_WRITTEN TASK:_ Copy all of the material below exactly.

(Records excerpted from a collection)
begin
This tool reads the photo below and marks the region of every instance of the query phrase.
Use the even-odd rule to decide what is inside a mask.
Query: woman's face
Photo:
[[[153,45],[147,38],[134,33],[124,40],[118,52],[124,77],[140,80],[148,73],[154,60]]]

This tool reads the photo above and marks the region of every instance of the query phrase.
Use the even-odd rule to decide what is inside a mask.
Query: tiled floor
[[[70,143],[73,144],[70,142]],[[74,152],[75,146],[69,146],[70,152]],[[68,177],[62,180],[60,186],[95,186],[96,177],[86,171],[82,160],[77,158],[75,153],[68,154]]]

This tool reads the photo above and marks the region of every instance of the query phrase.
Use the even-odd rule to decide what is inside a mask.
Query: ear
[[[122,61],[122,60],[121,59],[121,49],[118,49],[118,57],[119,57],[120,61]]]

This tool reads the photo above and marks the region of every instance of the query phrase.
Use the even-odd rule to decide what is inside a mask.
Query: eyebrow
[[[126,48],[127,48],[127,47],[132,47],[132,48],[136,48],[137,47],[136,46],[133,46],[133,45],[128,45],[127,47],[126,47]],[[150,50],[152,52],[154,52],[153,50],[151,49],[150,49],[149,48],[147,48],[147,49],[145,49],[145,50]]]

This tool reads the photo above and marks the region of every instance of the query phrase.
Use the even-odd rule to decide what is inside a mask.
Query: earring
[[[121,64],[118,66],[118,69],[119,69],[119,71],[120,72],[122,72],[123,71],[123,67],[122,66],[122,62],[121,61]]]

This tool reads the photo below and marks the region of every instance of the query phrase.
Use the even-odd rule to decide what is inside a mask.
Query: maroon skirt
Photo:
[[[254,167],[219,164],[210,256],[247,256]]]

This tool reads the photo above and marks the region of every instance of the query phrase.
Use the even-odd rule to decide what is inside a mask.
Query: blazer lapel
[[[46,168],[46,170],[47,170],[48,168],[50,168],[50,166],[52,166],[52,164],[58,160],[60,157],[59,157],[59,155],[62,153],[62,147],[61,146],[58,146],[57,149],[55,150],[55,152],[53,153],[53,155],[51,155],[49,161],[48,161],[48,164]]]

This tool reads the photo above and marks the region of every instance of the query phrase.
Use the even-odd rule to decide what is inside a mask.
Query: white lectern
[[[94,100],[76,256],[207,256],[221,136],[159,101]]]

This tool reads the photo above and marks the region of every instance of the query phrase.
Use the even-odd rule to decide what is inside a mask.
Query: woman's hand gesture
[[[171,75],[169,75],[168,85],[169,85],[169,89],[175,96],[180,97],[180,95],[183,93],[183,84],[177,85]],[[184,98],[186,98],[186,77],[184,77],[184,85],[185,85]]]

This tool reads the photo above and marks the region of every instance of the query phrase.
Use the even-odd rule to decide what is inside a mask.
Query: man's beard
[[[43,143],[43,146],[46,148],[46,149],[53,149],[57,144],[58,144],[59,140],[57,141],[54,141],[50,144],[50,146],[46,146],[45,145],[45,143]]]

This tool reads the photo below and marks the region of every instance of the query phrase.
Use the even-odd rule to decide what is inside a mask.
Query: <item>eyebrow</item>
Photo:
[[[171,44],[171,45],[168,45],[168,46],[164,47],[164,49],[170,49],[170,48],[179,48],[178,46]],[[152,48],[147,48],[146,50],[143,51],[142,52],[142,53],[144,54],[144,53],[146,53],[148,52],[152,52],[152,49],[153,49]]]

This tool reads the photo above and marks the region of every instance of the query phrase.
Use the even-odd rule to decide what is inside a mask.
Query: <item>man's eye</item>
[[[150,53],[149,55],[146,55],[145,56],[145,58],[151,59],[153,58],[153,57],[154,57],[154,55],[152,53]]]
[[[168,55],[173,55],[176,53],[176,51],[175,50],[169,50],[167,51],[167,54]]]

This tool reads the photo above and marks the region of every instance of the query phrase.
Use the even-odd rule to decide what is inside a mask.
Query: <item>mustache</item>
end
_ANSWER TO THE EXERCISE:_
This tool reads the photo below and marks the region of every instance of the query phrase.
Use the even-odd rule to decide what is inside a mask.
Query: woman's face
Photo:
[[[153,45],[147,38],[134,33],[124,40],[118,52],[124,77],[140,80],[148,73],[154,60]]]

This tool reads the photo above and marks the region of every instance of the query phrase.
Use the even-odd rule to decide what is inside a mask.
Query: tiled floor
[[[70,143],[73,144],[70,142]],[[74,152],[75,146],[69,146],[70,152]],[[68,177],[62,180],[60,186],[95,186],[96,177],[86,171],[82,160],[77,158],[75,153],[68,154]]]

This tool reads the photo above and marks the region of every instance of the query phrase.
Use the even-odd rule to decide what is inside a mask.
Query: ear
[[[122,61],[122,60],[121,59],[121,49],[118,49],[118,57],[119,57],[120,61]]]

This tool reads the photo above and marks the region of every instance of the query phrase.
Use the even-odd rule to decide what is inside a mask.
Query: eyebrow
[[[126,48],[127,48],[127,47],[132,47],[132,48],[136,48],[137,47],[136,46],[133,46],[133,45],[128,45],[127,47],[126,47]],[[150,50],[152,52],[154,52],[153,50],[151,49],[150,49],[149,48],[147,48],[147,49],[145,49],[145,50]]]

This tool reads the photo above and marks the region of every instance of the query phrase.
Use the even-odd rule to decide what is inside a mask.
Query: earring
[[[121,64],[118,66],[118,69],[119,69],[119,71],[120,72],[122,72],[123,71],[123,67],[122,66],[122,62],[121,61]]]

This tool reads the photo below and marks the region of every instance of the query phrase.
Use the even-odd rule to decide what is inside a mask.
Query: maroon skirt
Photo:
[[[254,167],[219,164],[210,256],[247,256]]]

This tool reads the photo above and marks the region of every instance of the query phrase.
Use the even-odd rule to decide what is inside a mask.
Query: blazer lapel
[[[46,168],[46,170],[47,170],[48,168],[50,168],[50,166],[52,166],[52,164],[58,160],[60,157],[59,157],[59,155],[62,153],[62,147],[61,146],[58,146],[57,149],[55,150],[55,152],[53,153],[53,155],[51,155],[49,161],[48,161],[48,164]]]

This tool reads the photo above and marks the region of every instance of the query phrase.
Use the even-odd rule to decide what is inside a mask.
Query: white lectern
[[[94,100],[76,256],[207,256],[221,136],[159,101]]]

This tool reads the photo above and marks the region of every instance of the query phrase.
Use the even-odd rule to decide what is inside a mask.
Query: woman's hand gesture
[[[171,75],[169,75],[168,85],[169,85],[169,89],[175,96],[180,97],[180,95],[183,93],[183,84],[177,85]],[[184,98],[186,98],[186,77],[184,77],[184,85],[185,85]]]

This tool reads the photo above and marks the region of every instance of the query phrase.
Use the even-odd rule to decide what is inside a mask.
Query: man's beard
[[[43,143],[43,146],[46,148],[46,149],[53,149],[57,144],[58,144],[59,140],[57,141],[54,141],[50,144],[50,146],[46,146],[45,145],[45,143]]]

This tool reads the photo below and marks the region of every instance of the query phrase.
Use the even-odd rule to decide what is inside a mask.
Query: <item>eyebrow</item>
Photo:
[[[171,44],[171,45],[168,45],[168,46],[164,47],[164,49],[170,49],[170,48],[179,48],[178,46]],[[152,48],[147,48],[146,50],[143,51],[142,52],[142,53],[144,54],[144,53],[146,53],[148,52],[152,52],[152,49],[153,49]]]

This tool reads the photo above and marks the region of every instance of the query phrase.
Use the even-odd rule to decide what is inside a mask.
Query: <item>man's eye</item>
[[[150,53],[149,55],[146,55],[145,56],[145,58],[151,59],[153,58],[153,57],[154,57],[154,55],[152,53]]]
[[[168,55],[173,55],[176,53],[176,51],[175,50],[169,50],[167,51],[167,54]]]

This tool reads the photo above and marks the region of every instance of the query phrase.
Use the even-odd rule to decide what is inside a mask.
Query: <item>mustache</item>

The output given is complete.